(Records from a collection)
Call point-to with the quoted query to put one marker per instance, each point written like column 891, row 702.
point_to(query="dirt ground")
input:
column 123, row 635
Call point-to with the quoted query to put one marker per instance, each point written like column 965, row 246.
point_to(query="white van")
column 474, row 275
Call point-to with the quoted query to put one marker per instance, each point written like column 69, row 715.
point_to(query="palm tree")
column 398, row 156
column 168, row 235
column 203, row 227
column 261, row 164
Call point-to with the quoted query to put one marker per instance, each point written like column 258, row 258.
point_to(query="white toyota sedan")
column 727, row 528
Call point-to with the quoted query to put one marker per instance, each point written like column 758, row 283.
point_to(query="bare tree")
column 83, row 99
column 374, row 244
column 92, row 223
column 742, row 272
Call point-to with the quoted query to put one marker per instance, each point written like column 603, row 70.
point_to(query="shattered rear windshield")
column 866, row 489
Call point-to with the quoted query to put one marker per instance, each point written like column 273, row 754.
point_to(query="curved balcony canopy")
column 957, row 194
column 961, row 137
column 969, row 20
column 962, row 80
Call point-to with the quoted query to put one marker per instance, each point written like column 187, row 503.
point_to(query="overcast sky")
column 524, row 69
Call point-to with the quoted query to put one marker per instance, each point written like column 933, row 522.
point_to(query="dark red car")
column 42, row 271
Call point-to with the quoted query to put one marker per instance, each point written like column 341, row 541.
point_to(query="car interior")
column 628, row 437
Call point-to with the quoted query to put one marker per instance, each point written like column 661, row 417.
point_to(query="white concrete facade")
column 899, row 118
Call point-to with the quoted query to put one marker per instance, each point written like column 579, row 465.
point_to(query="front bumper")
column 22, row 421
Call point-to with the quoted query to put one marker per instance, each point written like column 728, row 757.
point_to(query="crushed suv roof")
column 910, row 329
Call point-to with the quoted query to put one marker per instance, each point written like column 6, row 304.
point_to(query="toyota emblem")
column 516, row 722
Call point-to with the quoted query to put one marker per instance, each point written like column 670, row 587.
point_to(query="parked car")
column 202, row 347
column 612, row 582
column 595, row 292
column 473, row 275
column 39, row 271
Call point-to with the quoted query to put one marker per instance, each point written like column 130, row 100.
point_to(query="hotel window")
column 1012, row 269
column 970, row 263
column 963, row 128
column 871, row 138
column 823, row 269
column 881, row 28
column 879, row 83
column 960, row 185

## What you will do
A verbatim copy of all the records is required. Write it out in full.

## Solution
Call point-to with the quoted query to put one marker per instance, each point written like column 891, row 702.
point_to(query="dirt ground")
input:
column 123, row 635
Call point-to with the quoted query to put one marker per instance, each point written like column 965, row 246.
point_to(query="white van")
column 474, row 275
Call point-to with the quoted query to put one marker per instance, each point written like column 69, row 715.
point_to(query="palm tree")
column 398, row 156
column 168, row 235
column 203, row 227
column 261, row 164
Call point-to with the quoted query to put one marker per instance, each point written like column 258, row 258.
point_to(query="white toyota sedan")
column 727, row 528
Call point-to with the quoted query to put one marker per instance, each point written like column 758, row 283.
point_to(query="bare tree")
column 83, row 99
column 374, row 244
column 92, row 223
column 742, row 272
Call point-to with the quoted query to put one marker per instance, each point written like column 603, row 70.
point_to(query="shattered rear windshield")
column 866, row 489
Call point-to with the quoted query to put one marker per instance, each point written like column 273, row 754.
point_to(query="curved balcony canopy")
column 957, row 194
column 961, row 137
column 969, row 20
column 962, row 80
Call point-to with the quoted query to put one marker per instance, each point written like column 187, row 503.
point_to(query="overcast sky")
column 524, row 69
Call point-to with the quoted query to put one marker per instance, each point written like column 933, row 522.
point_to(query="dark red car")
column 42, row 271
Call point-to with the quoted query to put one marker per instance, each point written like column 341, row 541.
point_to(query="car interior")
column 628, row 437
Call point-to with the quoted query to put one marker per instance, each point written like column 661, row 417.
point_to(query="white concrete facade")
column 899, row 118
Call point-to with the quoted query to put one marker per instance, each point written like column 579, row 465.
point_to(query="front bumper")
column 22, row 421
Call point-to with the quoted query to put one marker per instance, each point written like column 728, row 757.
point_to(query="crushed suv roof")
column 910, row 329
Call point-to with the quoted query to put one marker per instance, each point written like column 6, row 304.
point_to(query="toyota emblem")
column 516, row 722
Call point-to with the quoted query to put one marker per instance, each point written like column 670, row 587.
point_to(query="parked car")
column 202, row 347
column 612, row 582
column 595, row 292
column 473, row 275
column 39, row 271
Call point-to with the quoted query to put one marker per instance, each point written like column 130, row 100.
point_to(query="hotel window")
column 1012, row 269
column 970, row 263
column 963, row 128
column 871, row 138
column 823, row 269
column 881, row 28
column 879, row 83
column 960, row 185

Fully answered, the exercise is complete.